_What you will do_
Run through the records and, wherever a line holds the word "citrus", return that line.

Saved data entries
- - -

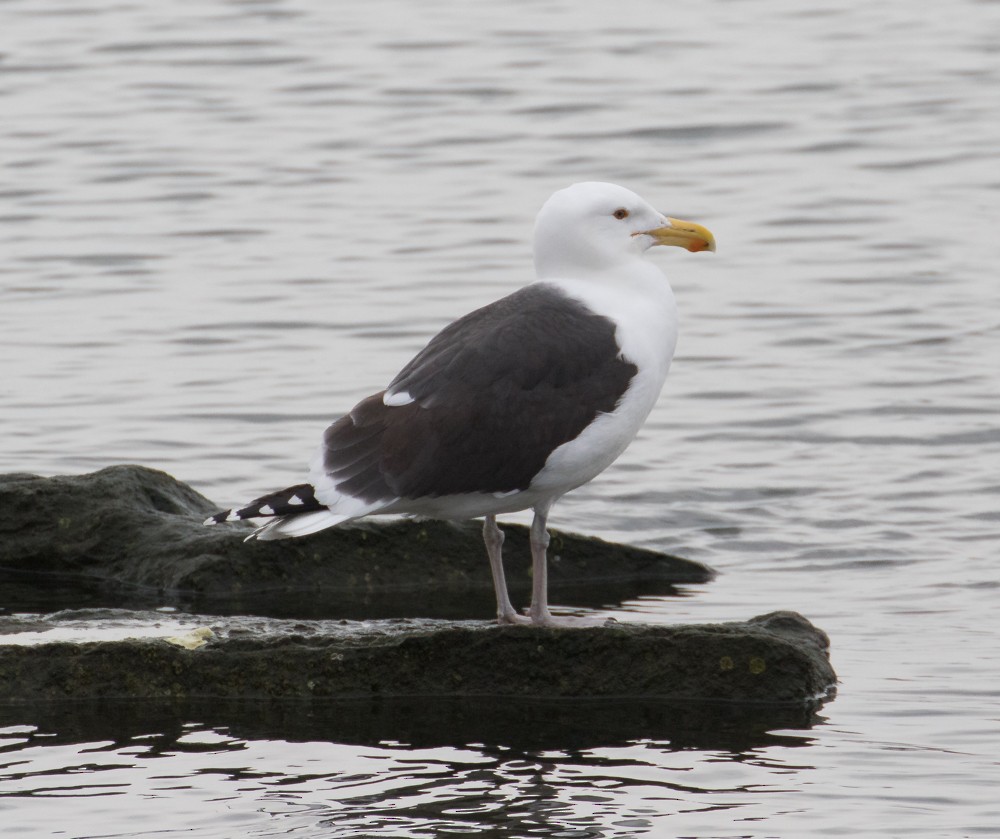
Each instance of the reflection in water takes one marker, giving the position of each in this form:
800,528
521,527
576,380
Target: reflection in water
277,760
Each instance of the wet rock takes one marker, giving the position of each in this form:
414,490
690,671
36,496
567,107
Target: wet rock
129,535
777,659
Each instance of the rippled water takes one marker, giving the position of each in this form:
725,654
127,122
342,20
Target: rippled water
222,223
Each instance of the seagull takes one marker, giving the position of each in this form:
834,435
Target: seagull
517,403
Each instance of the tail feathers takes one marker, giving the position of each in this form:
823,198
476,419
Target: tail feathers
300,525
293,501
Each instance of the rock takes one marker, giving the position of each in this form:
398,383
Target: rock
776,659
129,535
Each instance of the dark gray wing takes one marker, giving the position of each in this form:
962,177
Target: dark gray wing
494,393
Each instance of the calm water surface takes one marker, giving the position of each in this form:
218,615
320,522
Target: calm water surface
224,222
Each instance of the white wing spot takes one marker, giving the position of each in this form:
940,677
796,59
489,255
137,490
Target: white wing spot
396,400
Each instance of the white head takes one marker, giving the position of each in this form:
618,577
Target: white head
594,227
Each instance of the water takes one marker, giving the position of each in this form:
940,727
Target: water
223,222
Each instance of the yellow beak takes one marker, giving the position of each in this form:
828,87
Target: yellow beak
684,234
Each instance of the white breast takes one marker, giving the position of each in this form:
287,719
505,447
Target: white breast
645,314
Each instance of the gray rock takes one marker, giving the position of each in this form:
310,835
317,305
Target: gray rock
133,536
776,659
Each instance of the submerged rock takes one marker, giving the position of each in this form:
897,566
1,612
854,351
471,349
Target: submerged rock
778,659
129,535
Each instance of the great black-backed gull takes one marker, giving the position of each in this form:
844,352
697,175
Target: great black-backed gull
517,403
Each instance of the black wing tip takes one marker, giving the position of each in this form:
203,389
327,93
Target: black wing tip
291,501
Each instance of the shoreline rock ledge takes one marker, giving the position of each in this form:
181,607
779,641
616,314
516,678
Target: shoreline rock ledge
133,536
775,659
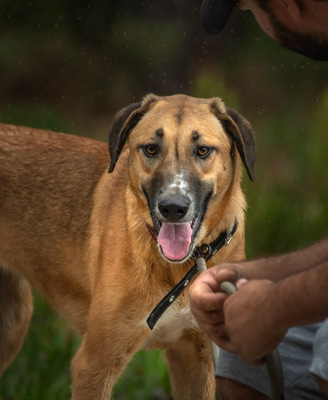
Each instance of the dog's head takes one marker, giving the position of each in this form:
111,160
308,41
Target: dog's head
182,158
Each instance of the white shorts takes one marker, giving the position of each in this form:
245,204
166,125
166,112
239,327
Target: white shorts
304,355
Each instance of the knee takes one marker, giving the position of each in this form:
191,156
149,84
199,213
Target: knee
233,390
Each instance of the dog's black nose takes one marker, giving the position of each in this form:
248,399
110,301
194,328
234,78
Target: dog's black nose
174,208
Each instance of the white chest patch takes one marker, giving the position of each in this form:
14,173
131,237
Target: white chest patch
171,325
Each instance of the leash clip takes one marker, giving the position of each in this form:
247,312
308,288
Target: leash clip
229,236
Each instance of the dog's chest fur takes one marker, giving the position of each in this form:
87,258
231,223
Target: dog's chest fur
170,327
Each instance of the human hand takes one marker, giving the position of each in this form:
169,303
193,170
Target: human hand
206,300
252,323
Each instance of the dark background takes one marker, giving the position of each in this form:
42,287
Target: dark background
71,65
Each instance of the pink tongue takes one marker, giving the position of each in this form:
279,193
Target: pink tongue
175,240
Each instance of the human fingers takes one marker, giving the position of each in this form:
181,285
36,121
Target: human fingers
228,272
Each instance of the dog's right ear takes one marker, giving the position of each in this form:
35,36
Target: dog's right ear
124,121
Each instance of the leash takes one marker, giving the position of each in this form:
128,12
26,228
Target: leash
205,251
272,360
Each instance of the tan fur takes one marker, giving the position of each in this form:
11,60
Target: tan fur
78,235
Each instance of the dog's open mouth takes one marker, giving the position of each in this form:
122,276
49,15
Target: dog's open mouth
175,240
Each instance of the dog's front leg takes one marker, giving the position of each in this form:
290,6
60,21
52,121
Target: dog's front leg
108,346
191,368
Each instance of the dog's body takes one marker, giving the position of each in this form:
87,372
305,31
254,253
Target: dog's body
79,235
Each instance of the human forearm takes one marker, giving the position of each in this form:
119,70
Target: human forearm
301,298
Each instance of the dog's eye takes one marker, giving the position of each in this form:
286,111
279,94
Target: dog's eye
203,151
150,150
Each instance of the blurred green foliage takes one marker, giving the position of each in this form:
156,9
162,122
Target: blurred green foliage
69,66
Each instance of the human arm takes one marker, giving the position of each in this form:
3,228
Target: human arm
261,297
260,313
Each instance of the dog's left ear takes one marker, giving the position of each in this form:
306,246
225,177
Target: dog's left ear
124,121
242,133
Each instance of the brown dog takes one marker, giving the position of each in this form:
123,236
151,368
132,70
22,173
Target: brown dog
84,238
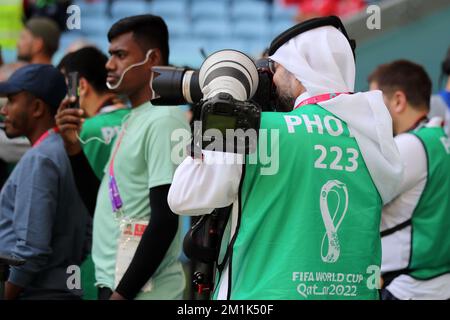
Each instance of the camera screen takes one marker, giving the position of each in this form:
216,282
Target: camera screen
214,121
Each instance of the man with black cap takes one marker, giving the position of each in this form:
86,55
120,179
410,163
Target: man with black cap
310,229
42,218
38,41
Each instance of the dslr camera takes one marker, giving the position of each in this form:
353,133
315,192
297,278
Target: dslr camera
228,93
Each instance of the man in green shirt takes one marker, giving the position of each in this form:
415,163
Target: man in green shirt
415,224
306,206
105,114
104,110
133,259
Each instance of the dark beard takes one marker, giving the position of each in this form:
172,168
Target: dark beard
284,103
24,58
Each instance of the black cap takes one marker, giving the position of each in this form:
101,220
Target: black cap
42,80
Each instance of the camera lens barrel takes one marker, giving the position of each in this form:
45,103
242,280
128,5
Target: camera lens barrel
174,86
229,71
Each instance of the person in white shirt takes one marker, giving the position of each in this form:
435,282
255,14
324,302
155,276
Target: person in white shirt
414,226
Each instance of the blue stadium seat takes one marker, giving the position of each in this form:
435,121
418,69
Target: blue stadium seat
211,28
95,26
178,27
91,9
209,9
280,12
278,27
122,9
169,8
186,51
249,9
248,29
226,43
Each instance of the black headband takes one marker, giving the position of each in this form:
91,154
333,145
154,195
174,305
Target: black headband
306,26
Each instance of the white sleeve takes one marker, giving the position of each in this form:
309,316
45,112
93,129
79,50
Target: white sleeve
200,186
11,150
414,158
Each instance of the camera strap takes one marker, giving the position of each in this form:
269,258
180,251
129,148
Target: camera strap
319,98
114,194
44,136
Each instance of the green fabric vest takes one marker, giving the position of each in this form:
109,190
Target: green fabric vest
283,249
10,23
430,248
104,126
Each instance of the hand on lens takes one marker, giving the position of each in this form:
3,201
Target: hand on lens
69,122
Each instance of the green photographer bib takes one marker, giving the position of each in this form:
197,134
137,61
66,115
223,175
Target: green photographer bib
310,214
430,247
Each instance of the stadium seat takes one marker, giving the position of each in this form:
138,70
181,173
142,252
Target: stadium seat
178,27
169,8
279,26
209,9
95,26
91,9
251,29
211,28
280,12
249,9
122,9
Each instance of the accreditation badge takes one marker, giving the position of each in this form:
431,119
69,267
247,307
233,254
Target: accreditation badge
131,232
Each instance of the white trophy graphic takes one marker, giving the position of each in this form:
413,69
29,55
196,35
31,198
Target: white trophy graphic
332,221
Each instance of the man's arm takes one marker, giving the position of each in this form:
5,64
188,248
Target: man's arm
34,214
414,159
69,122
152,248
201,185
86,181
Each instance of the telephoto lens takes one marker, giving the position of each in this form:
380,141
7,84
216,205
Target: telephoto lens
229,71
175,86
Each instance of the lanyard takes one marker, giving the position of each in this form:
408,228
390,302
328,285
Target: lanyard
45,136
319,98
114,195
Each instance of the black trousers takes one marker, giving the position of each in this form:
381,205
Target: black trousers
104,293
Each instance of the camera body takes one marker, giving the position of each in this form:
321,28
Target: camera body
224,113
228,93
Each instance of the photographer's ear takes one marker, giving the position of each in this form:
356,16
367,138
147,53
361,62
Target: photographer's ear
39,108
155,59
83,87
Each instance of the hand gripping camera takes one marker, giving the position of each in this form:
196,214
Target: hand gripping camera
224,92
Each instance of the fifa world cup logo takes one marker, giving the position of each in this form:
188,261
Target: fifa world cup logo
330,249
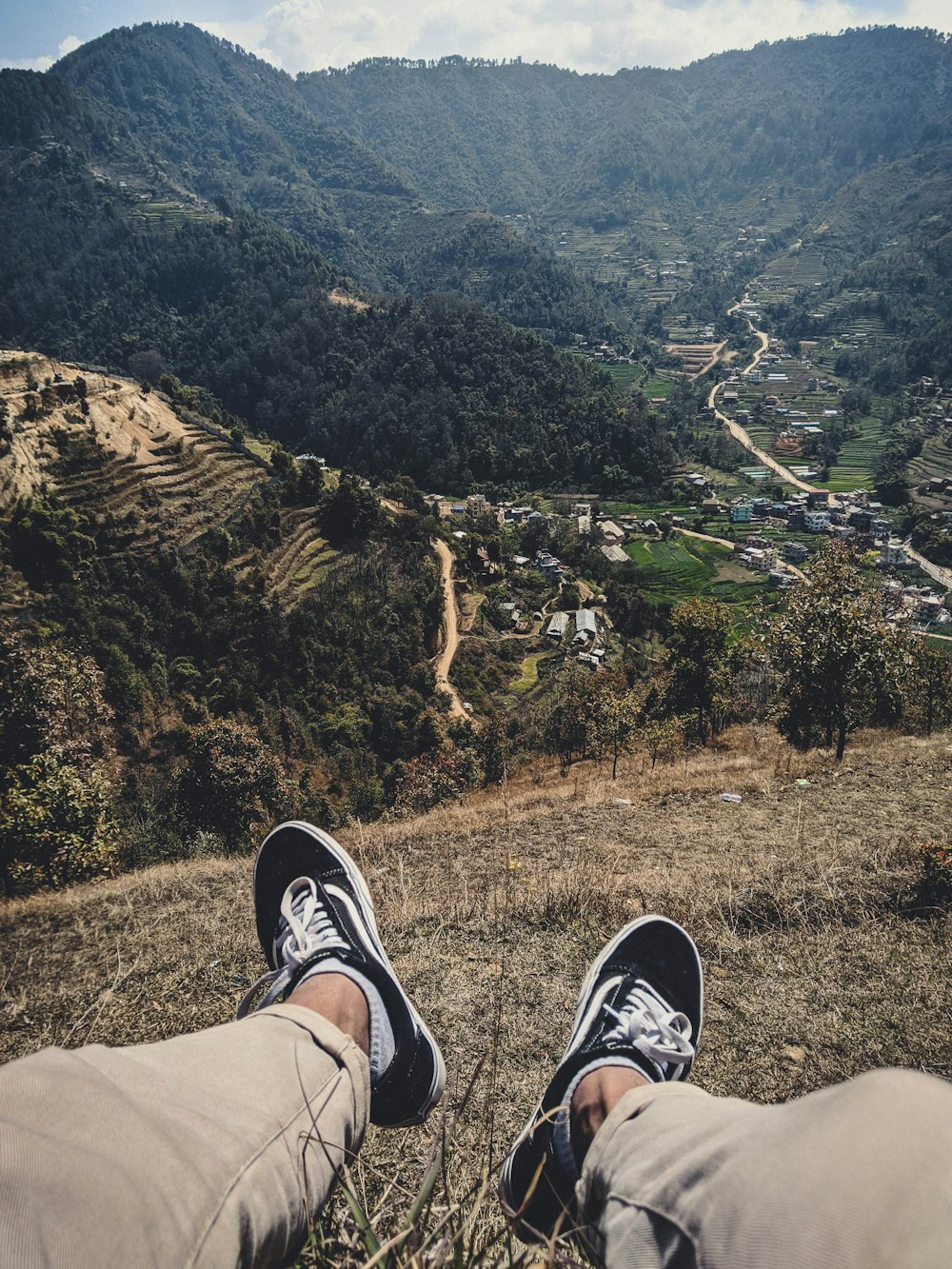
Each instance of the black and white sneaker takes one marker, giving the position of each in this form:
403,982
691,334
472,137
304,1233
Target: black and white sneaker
312,903
642,1005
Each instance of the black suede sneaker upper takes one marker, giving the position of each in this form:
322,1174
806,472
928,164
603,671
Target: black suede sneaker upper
643,1002
311,902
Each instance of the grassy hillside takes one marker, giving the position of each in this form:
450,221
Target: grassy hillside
800,899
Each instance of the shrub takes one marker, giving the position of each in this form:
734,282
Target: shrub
234,784
935,886
56,823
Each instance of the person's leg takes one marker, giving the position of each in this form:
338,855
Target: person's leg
208,1149
217,1147
855,1177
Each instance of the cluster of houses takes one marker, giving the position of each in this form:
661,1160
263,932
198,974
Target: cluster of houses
585,643
917,605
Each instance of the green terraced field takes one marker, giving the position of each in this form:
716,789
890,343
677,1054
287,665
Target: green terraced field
682,567
626,376
659,386
936,460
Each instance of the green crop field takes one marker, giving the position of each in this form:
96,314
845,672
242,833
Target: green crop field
626,376
659,386
682,567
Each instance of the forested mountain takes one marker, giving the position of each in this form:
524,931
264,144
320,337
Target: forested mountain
129,169
177,108
437,388
806,113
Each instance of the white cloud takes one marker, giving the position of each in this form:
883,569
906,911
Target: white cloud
585,34
45,62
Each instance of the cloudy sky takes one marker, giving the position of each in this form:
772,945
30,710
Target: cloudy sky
585,34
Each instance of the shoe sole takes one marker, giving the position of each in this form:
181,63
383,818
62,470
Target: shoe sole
581,1016
366,907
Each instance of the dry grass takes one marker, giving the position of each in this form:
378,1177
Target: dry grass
491,910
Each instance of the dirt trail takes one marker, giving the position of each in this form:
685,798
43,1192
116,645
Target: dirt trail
451,635
738,431
936,571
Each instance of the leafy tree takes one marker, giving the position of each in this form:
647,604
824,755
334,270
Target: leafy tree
352,513
56,823
838,660
928,688
695,678
56,789
590,715
232,783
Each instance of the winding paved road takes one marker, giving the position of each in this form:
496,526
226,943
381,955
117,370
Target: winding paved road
935,570
738,431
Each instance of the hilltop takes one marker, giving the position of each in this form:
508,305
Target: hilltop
114,446
819,963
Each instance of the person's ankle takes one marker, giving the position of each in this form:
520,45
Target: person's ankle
594,1100
338,999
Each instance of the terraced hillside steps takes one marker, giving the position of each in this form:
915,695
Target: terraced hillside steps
171,480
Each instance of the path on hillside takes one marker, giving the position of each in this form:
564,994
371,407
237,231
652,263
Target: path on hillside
451,635
936,571
711,362
737,430
726,542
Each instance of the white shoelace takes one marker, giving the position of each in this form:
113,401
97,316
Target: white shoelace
649,1024
305,929
307,926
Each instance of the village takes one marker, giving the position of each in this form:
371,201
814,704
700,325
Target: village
771,540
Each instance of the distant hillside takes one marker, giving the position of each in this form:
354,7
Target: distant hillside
438,388
178,109
803,113
107,446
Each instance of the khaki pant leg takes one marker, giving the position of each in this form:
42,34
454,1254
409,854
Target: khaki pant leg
211,1149
856,1177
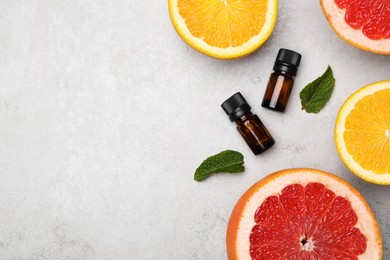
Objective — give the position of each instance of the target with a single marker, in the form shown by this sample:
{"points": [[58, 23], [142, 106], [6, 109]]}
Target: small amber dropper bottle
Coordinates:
{"points": [[281, 80], [248, 125]]}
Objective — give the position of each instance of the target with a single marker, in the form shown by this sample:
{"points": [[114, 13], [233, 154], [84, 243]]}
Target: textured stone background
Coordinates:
{"points": [[105, 113]]}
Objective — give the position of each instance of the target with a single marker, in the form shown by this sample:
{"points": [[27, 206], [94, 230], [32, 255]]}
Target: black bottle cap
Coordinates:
{"points": [[288, 61], [235, 106]]}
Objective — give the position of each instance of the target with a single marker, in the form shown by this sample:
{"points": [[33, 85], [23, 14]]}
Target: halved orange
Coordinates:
{"points": [[362, 133], [224, 29], [303, 214]]}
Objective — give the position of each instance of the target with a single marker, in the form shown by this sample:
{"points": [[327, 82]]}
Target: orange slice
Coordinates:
{"points": [[362, 133], [224, 29], [303, 214]]}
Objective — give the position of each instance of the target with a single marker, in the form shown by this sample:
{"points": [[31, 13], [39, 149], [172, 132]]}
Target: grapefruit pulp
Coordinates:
{"points": [[303, 214], [363, 23]]}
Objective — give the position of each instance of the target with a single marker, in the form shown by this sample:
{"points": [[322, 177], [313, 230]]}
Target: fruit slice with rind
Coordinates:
{"points": [[362, 23], [303, 214], [362, 132], [224, 29]]}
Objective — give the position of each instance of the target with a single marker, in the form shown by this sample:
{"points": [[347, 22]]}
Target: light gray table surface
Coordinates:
{"points": [[105, 113]]}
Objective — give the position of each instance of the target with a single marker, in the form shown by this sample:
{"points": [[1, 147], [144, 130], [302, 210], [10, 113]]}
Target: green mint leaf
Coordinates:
{"points": [[317, 93], [226, 161]]}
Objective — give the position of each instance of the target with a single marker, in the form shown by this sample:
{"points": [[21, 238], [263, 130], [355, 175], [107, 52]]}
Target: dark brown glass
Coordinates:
{"points": [[254, 132], [278, 91]]}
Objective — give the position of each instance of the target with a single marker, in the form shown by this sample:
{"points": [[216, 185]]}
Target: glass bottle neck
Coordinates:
{"points": [[284, 73], [244, 117]]}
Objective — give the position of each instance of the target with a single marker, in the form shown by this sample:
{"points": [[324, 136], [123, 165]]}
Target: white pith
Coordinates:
{"points": [[336, 17], [366, 224], [367, 175], [230, 52]]}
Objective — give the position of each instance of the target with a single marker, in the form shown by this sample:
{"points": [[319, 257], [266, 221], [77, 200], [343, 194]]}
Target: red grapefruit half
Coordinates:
{"points": [[303, 214], [362, 23]]}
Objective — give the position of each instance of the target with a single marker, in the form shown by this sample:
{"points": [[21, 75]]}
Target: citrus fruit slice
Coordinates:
{"points": [[303, 214], [363, 23], [224, 29], [362, 133]]}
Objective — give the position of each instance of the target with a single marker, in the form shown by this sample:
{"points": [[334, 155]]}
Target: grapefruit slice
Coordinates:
{"points": [[224, 29], [362, 133], [303, 214], [363, 23]]}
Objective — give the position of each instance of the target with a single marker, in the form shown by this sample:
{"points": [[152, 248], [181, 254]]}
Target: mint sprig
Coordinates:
{"points": [[317, 93], [227, 161]]}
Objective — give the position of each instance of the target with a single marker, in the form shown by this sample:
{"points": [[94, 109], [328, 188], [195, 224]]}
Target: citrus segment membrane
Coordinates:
{"points": [[223, 23], [306, 222], [371, 16], [224, 29], [366, 132]]}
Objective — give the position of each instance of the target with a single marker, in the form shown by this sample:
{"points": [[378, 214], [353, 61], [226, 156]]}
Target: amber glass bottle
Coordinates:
{"points": [[281, 80], [248, 125]]}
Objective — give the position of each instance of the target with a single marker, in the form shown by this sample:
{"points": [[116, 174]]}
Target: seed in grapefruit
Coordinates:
{"points": [[363, 23], [362, 133], [224, 29], [302, 214]]}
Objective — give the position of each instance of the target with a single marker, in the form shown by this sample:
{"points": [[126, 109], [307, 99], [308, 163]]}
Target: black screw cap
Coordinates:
{"points": [[288, 61], [235, 106]]}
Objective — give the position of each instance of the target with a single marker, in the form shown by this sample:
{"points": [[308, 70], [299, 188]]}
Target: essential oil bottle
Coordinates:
{"points": [[248, 125], [281, 80]]}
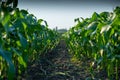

- - -

_Reply to the task_
Target: citrus fruit slice
Target: citrus segment membrane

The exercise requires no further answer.